Yapılan bazı araştırmalar, çekirdeksiz üzüm, zeytin, pamuk, arpa ve buğday gibi bazı organik ürünlerin verimi konvansiyonel ürünlere göre %5-20 oranında daha düşük iken, satış fiyatlarının da %10-15 oranında daha yüksek olduğunu göstermiştir (Eryılmaz vd., 2019). Yine Eryılmaz ve Kılıç’ın (2018) yaptıkları diğer bir araştırmada iyi tarım uygulamaları ile elde edilen brüt kârın konvansiyonel tarıma göre %8.6 daha düşük olduğu, brüt kârdaki bu azalmanın ise ancak %54.02’sinin iyi tarıma verilen parasal destekle karşılanabildiği tespit etmişlerdir. Bu durumda organik gıdaların piyasadaki diğer ürünlere göre fiyatlarının yüksek olması normal karşılanmalıdır.

 

Eko Turizm Açısından Önemi: Eko turizm, çevreyi koruyan ve yerel halkın refahını gözeten, doğal alanlara karşı duyarlı bir seyahat ve turizm anlayışıdır. Özellikle kalabalık şehirlerde yoğun iş temposunda çalışan insanlar bir süre sonra rutin hayattan uzaklaşmak, rahatlamak ve yeni deneyimler yaşamak gibi motivasyonlar ile doğal hayata daha fazla ilgi göstermeye başlamaktadır. Bu noktada organik tarım ve iyi tarım uygulamaları eko turizm faaliyetleri için oldukça önemli uygulamalar olduğu düşünülmektedir. Yine bu çerçevede kırsal yerlerdeki tarım çiftliklerine yönelik turizm hareketleri olmaktadır. Bu hareketliliğin artırılması üreticileri, yerel halkı destekleyecektir.

 

Çiftlik turizmi, sürekli yaşadıkları yerin dışında, bir çiftliğe giderek günübirlik ya da belirli bir süre konaklamalı şekilde çiftlikteki tarımsal faaliyetlere katılma ile oluşan bir turizm türüdür. Kırsal yerleşimde ekonomik etkinlik tarım ise ve turistik uygulamalar da ağırlıklı olarak tarıma dayalı olarak yapılıyorsa, bu tür turizme de tarım turizmi denilmektedir (Üzümcü ve Koç, 2017). Son yıllarda bireylerin turistik tercihleri değişmekte, alternatif turizm türlerine olan talep artmaktadır. 

 

Bu noktada çiftlik turizmi alternatif bir turizm türü olarak görülmektedir. Çiftlik turizmi aktiviteleri şehir hayatından bunalan insanların rahatlaması, doğa ile baş başa kalmasına imkan sağlamaktadır. Bu noktada organik tarım ürünleri bir çekicilik unsuru olabilmektedir.

 

Çiftlik turizmi faaliyetlerinde ziyaretçilere yöreye özgü tatlar sunulmakla birlikte, meyve toplama, yabani otları çapalama, hasat yapma gibi imkanlar da sunulmaktadır. Tarım turizmi kapsamında çiftlik turizmi hizmetlerinden farklı olarak çeşitli konserveler, farklı hamur işleri, peynirler gibi evde yapılan ürünlerin tadılması, çiftlik ürünlerinin satın alınması, gündelik tarım faaliyetlerine bire bir katılma, yöresel kültürü ve gelenekleri görme yaşama gibi faaliyetler de yapılabilmektedir (Kılıç ve Kurnaz, 2010). Bu noktada tarım faaliyetleri ile gastronomi turizminin yolu kesişmektedir.

Gösterilen Veriler:
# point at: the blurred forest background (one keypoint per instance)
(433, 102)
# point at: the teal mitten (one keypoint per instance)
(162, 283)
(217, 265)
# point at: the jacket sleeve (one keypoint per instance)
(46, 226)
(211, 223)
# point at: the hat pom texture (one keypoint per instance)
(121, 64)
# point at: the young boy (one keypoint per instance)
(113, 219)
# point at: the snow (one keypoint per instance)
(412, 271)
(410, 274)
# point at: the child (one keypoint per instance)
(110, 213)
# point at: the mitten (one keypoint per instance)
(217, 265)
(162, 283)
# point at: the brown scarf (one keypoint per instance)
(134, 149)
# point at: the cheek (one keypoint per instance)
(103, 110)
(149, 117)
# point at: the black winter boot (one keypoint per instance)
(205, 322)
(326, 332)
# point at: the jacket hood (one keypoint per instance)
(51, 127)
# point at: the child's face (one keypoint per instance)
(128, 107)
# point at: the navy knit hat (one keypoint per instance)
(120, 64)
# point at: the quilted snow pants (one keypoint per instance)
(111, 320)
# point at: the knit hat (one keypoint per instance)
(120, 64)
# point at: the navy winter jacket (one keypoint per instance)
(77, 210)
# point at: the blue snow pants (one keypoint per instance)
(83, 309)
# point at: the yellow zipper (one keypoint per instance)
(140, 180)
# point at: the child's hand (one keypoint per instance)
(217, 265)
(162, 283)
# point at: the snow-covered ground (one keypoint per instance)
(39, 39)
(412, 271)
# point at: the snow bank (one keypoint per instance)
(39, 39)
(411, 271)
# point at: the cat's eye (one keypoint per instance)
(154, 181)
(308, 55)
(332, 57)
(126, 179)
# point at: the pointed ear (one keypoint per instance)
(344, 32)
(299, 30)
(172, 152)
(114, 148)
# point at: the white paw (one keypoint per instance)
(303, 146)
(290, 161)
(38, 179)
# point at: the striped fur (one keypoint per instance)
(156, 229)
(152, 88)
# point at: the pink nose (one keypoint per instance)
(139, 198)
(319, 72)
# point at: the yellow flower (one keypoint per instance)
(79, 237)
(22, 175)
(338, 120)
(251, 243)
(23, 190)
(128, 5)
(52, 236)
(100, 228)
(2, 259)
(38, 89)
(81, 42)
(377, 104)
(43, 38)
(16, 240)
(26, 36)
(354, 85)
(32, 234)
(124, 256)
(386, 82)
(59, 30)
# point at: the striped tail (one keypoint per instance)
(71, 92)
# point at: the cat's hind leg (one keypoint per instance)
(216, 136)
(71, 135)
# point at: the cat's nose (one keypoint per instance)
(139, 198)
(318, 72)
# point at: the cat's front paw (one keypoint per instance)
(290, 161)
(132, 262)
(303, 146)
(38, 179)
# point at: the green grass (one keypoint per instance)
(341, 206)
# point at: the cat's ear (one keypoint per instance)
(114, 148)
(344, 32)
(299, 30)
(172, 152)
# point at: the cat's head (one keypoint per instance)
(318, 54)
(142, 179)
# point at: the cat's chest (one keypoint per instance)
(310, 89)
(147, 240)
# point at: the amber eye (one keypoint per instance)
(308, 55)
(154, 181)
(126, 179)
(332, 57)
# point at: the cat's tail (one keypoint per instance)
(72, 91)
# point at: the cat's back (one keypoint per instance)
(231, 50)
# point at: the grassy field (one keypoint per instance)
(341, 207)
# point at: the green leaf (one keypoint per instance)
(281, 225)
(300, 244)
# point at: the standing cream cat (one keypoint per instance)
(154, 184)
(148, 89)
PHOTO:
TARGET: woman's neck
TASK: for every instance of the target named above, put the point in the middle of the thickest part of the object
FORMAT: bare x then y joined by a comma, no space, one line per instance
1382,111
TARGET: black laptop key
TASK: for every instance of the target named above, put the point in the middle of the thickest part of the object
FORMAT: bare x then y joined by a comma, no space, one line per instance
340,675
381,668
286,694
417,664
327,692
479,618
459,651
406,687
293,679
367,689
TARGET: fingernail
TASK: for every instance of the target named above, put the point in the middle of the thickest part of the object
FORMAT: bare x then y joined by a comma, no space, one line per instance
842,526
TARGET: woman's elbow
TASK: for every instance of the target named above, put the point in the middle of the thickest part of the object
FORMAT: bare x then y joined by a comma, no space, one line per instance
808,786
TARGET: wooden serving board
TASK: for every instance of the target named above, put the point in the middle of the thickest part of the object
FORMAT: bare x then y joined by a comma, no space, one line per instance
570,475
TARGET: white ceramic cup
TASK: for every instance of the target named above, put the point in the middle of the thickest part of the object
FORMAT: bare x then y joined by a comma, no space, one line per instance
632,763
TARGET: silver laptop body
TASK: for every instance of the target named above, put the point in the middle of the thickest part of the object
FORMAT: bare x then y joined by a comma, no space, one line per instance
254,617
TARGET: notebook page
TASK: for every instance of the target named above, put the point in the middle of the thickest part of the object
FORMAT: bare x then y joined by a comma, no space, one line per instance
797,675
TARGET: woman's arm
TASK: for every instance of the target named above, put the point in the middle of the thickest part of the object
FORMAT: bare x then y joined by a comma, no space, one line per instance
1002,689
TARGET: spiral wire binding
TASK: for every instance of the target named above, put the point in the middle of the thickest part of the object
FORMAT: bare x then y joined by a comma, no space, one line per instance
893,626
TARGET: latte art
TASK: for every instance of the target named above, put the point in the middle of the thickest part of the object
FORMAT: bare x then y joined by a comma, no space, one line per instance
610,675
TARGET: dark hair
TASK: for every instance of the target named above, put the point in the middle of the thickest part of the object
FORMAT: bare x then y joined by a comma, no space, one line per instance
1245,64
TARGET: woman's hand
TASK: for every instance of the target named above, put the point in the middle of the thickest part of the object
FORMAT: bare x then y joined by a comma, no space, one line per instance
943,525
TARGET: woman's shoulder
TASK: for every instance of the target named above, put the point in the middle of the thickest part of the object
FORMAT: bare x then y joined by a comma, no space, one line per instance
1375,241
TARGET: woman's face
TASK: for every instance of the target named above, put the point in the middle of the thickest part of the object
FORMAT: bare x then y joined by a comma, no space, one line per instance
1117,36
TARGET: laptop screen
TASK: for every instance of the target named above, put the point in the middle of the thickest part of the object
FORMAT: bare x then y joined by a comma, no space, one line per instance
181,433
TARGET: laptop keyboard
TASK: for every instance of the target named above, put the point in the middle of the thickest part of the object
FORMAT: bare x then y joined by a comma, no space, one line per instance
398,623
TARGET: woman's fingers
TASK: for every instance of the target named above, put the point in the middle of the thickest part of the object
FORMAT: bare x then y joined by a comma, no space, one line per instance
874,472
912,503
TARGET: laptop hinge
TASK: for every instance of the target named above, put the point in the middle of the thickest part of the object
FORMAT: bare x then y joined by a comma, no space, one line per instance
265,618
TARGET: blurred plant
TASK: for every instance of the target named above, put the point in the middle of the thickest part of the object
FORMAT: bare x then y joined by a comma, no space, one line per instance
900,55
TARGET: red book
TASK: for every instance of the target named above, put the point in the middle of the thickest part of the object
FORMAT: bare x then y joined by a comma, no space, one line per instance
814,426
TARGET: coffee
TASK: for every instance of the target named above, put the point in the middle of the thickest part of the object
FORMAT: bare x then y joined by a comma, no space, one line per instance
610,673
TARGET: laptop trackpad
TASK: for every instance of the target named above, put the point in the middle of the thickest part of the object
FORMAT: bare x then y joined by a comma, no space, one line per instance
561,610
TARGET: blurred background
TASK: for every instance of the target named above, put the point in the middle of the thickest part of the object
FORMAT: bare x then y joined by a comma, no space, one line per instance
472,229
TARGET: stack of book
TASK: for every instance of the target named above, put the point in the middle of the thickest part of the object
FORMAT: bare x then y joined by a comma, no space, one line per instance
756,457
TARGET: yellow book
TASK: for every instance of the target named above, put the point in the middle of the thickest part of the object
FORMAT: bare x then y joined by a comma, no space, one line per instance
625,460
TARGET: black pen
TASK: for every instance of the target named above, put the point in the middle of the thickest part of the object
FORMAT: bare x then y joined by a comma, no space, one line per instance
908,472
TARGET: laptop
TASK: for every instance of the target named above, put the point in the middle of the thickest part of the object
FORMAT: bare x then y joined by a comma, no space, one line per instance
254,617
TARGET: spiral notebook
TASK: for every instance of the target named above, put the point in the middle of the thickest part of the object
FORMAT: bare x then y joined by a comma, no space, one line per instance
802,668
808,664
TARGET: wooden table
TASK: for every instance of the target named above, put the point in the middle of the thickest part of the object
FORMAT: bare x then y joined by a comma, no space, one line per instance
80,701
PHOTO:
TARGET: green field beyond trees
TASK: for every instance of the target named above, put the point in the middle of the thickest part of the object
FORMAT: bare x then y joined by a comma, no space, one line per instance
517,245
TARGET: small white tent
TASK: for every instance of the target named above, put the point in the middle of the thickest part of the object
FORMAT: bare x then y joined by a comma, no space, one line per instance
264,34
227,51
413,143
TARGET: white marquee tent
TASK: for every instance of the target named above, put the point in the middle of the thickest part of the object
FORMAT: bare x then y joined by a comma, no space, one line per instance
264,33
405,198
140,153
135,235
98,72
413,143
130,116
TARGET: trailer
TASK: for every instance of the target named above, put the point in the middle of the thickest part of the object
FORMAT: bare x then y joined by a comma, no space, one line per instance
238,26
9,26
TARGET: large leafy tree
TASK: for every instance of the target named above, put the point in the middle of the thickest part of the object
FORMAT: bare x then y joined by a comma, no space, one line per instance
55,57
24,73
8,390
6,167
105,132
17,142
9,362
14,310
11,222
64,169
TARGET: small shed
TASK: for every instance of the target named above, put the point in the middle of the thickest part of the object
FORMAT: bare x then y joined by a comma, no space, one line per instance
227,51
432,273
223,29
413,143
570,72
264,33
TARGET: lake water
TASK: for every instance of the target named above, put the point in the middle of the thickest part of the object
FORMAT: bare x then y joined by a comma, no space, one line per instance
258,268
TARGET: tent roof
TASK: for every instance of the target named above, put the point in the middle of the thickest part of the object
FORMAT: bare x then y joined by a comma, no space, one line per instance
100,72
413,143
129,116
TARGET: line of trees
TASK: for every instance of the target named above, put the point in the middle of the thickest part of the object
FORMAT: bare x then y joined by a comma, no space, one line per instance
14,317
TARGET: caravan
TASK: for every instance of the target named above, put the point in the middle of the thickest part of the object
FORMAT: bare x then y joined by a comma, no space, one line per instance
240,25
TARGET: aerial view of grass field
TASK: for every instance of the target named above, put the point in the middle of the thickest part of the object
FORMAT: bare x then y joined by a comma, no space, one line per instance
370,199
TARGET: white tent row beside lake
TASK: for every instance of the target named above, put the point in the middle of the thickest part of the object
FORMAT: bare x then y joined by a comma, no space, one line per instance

Kısa Problem A: Belgeden alıntıda verimi konvansiyonel ürünlere göre daha düşük olan organik ürünlere örnek olarak anılan ürünlerin tamamını sıralayınız.
Kısa Problem B: Yukarıdaki satırlardan "woman" dizesini içerenleri sayınız; büyük-küçük harf ayrımı dikkate alınmalı ve yalnızca sayı verilmelidir.

Çözümlü Yanıt A: Çekirdeksiz üzüm, zeytin, pamuk, arpa, buğday

Çözümlü Yanıt B: 7